_Written problem_
Copy the entries word for word, from the first line through the line containing "123], [428, 244]]", and leave the pictures out of your copy.

_Data taken from a collection_
• • • • • • •

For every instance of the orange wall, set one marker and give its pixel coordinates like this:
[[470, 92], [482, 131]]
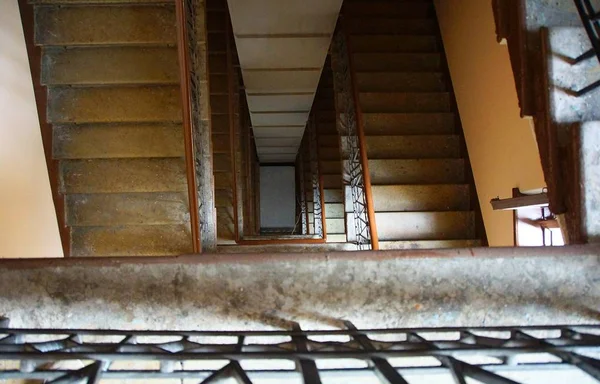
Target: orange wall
[[501, 145], [28, 226]]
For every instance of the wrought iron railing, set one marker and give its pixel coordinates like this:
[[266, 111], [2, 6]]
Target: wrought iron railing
[[494, 355], [590, 18], [348, 129]]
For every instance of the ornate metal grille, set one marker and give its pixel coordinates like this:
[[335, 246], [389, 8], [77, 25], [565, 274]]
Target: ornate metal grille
[[501, 355], [347, 126], [314, 170]]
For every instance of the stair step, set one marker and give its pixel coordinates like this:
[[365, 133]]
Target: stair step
[[390, 25], [334, 210], [116, 209], [110, 65], [408, 123], [117, 141], [400, 82], [397, 62], [333, 195], [402, 198], [221, 162], [428, 244], [123, 175], [139, 240], [405, 10], [413, 147], [393, 43], [331, 167], [114, 104], [335, 226], [221, 143], [404, 102], [103, 25], [332, 181], [424, 225], [427, 171]]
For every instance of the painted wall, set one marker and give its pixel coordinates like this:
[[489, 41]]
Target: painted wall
[[28, 226], [277, 196], [501, 145]]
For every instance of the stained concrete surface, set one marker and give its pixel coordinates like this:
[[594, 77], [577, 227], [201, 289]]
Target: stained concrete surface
[[471, 286]]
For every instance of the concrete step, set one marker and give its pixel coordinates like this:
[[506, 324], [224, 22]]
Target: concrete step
[[117, 141], [394, 43], [114, 209], [427, 171], [390, 25], [335, 226], [333, 195], [403, 198], [413, 147], [105, 25], [404, 10], [137, 240], [110, 65], [334, 210], [397, 62], [331, 167], [123, 175], [424, 225], [400, 82], [114, 104], [404, 102], [408, 123], [428, 244]]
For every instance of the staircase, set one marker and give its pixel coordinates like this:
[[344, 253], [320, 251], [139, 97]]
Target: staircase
[[421, 185], [114, 104]]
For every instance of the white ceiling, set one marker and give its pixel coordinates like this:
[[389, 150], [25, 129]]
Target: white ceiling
[[282, 45]]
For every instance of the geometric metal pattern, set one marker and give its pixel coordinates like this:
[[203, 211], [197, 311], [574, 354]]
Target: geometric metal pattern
[[348, 129], [492, 355], [590, 18]]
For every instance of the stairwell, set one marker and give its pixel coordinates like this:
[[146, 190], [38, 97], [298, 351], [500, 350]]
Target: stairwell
[[422, 190], [114, 104]]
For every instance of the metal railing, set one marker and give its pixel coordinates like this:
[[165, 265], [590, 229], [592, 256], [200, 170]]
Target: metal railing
[[348, 129], [493, 355], [590, 17]]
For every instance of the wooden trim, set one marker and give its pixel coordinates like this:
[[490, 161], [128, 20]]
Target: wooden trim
[[232, 128], [360, 125], [34, 54], [184, 79]]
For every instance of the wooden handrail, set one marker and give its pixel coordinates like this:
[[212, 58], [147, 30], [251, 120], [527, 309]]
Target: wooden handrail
[[360, 127], [187, 118]]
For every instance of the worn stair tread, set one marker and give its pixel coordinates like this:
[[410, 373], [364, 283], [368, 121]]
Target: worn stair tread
[[408, 123], [413, 147], [334, 210], [425, 225], [94, 141], [135, 240], [394, 43], [105, 25], [400, 82], [428, 244], [397, 62], [123, 175], [405, 101], [380, 24], [417, 171], [114, 104], [437, 197], [116, 209], [110, 65], [405, 10]]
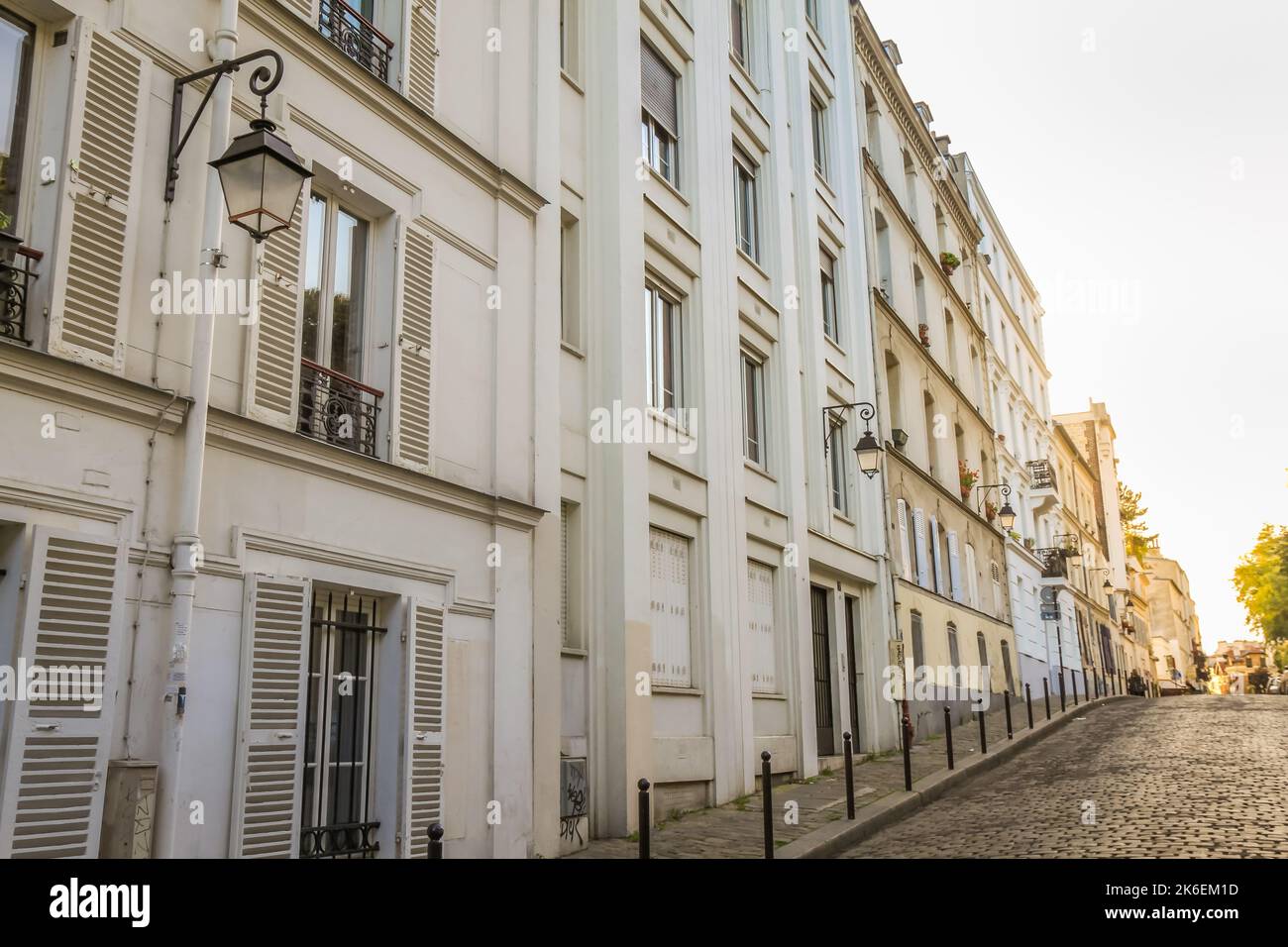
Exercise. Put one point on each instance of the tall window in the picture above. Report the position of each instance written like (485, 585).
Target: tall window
(746, 204)
(16, 44)
(665, 351)
(818, 129)
(831, 324)
(754, 408)
(660, 120)
(739, 39)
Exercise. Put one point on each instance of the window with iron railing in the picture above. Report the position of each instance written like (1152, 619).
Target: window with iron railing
(349, 27)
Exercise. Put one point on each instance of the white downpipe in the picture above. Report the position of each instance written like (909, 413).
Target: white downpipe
(187, 552)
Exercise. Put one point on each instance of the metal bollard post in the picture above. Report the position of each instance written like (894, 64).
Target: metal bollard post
(849, 777)
(948, 735)
(767, 783)
(645, 818)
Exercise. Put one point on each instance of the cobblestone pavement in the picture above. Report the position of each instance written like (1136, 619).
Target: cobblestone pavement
(1180, 777)
(735, 830)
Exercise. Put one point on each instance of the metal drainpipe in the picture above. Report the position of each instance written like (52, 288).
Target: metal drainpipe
(187, 551)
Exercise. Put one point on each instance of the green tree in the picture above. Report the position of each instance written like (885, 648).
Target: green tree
(1132, 515)
(1261, 583)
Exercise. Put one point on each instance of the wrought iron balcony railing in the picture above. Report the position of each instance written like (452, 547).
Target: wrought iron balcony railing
(16, 277)
(1041, 474)
(357, 37)
(338, 408)
(352, 840)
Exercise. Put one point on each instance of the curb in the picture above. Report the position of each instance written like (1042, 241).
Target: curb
(835, 836)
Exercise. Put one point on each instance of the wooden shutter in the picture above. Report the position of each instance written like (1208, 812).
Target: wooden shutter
(269, 766)
(421, 55)
(411, 419)
(954, 573)
(424, 744)
(98, 213)
(905, 549)
(71, 616)
(918, 528)
(273, 371)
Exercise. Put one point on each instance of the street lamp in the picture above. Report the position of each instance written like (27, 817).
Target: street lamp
(261, 174)
(868, 449)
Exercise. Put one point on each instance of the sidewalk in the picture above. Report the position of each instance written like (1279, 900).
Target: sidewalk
(735, 830)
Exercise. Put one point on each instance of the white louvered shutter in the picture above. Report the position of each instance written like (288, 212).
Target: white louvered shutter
(424, 750)
(918, 528)
(273, 369)
(954, 571)
(905, 549)
(269, 766)
(72, 616)
(938, 556)
(421, 53)
(412, 418)
(98, 213)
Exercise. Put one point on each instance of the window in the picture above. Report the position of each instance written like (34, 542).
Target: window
(669, 594)
(570, 282)
(827, 265)
(739, 39)
(338, 755)
(818, 129)
(17, 39)
(660, 123)
(746, 204)
(836, 459)
(754, 408)
(665, 352)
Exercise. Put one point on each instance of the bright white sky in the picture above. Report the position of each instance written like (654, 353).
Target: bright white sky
(1136, 154)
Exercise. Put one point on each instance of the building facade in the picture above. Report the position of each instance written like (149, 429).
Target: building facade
(346, 543)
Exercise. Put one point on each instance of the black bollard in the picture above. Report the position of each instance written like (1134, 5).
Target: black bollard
(767, 781)
(849, 777)
(645, 818)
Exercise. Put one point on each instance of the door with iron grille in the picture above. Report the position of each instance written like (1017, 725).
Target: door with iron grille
(338, 818)
(823, 720)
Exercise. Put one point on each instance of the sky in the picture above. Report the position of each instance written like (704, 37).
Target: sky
(1136, 154)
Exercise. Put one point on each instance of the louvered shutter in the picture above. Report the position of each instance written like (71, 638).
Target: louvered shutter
(411, 421)
(424, 745)
(658, 89)
(905, 549)
(421, 53)
(918, 528)
(72, 616)
(936, 557)
(269, 767)
(98, 213)
(954, 573)
(273, 372)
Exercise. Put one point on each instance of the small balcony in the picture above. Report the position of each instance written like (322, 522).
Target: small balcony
(356, 37)
(338, 408)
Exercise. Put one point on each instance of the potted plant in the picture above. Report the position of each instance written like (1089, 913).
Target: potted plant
(967, 478)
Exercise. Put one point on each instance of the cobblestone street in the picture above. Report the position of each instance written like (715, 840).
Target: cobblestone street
(1183, 777)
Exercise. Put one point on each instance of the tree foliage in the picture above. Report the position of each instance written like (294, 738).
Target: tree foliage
(1261, 583)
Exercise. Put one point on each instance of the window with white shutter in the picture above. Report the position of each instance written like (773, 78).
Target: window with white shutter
(424, 757)
(98, 210)
(761, 638)
(269, 762)
(72, 616)
(670, 620)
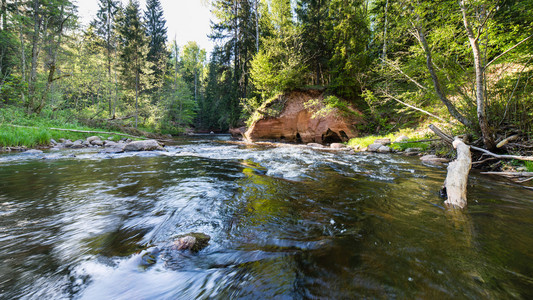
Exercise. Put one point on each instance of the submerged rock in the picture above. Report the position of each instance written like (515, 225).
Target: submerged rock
(290, 118)
(337, 146)
(383, 142)
(384, 149)
(315, 145)
(402, 138)
(434, 160)
(147, 145)
(33, 151)
(193, 241)
(374, 147)
(77, 144)
(237, 132)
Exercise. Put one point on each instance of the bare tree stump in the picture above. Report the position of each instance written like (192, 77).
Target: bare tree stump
(457, 177)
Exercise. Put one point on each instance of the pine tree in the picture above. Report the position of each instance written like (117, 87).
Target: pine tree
(315, 27)
(105, 27)
(157, 33)
(134, 49)
(349, 38)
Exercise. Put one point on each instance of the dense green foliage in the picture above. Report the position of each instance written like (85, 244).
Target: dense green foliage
(467, 62)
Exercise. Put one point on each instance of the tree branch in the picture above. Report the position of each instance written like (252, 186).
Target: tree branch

• • • • • • •

_Exercise output_
For every instance of the orange wall, set one marker and give its pixel coordinates like this:
[[470, 92], [482, 131]]
Target: orange wall
[[501, 145], [28, 226]]
For every instance of the wrought iron railing, set one marker and give its pixel coordinates like this:
[[266, 111], [2, 6]]
Target: wrought iron railing
[[494, 355], [590, 18], [348, 129]]
For every instance of the ornate metal grille, set one marker and give its pixel coordinates like this:
[[335, 246], [389, 8], [77, 25], [565, 274]]
Target: ornate metal grille
[[501, 355], [347, 126], [314, 170]]
For every instance of the stair step, set one marker and give its pixel coordinates like this:
[[365, 133]]
Target: stair step
[[390, 25], [334, 210], [116, 209], [110, 65], [408, 123], [117, 141], [400, 82], [397, 62], [333, 195], [402, 198], [221, 162], [428, 244], [123, 175], [139, 240], [405, 10], [413, 147], [393, 43], [331, 167], [114, 104], [335, 226], [221, 143], [404, 102], [103, 25], [332, 181], [424, 225], [427, 171]]
For every instance of the painted wall, set one marker and give its pixel coordinates like this:
[[489, 41]]
Target: painted wall
[[28, 226], [277, 196], [501, 145]]
For every instance of the stained concrete surface, set one marker and give its pixel coordinates like this:
[[594, 77], [577, 227], [201, 289]]
Target: stained concrete surface
[[471, 286]]
For every instance of the concrete step, set one marker and give its pixel coordinates like this:
[[506, 324], [224, 22]]
Target: concrete step
[[117, 141], [394, 43], [114, 209], [427, 171], [390, 25], [335, 226], [333, 195], [403, 198], [413, 147], [105, 25], [404, 10], [137, 240], [110, 65], [334, 210], [397, 62], [331, 167], [123, 175], [424, 225], [400, 82], [114, 104], [404, 102], [408, 123], [428, 244]]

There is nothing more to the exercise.